[Rows from an object-pointing dataset]
──────────────────────────────

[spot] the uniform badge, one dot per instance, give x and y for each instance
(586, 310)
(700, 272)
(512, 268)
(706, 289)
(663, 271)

──────────────────────────────

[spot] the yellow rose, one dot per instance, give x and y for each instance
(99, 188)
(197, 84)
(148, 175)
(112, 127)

──────────────────────────────

> SHORT PROBLEM:
Please pick out every line of the records that contains the word "each", and copy those lines in full.

> TASK SOLUTION:
[spot] the uniform badge, one dot per instance, give x and y for each instance
[spot] the yellow rose, one dot per instance, give x and y for each instance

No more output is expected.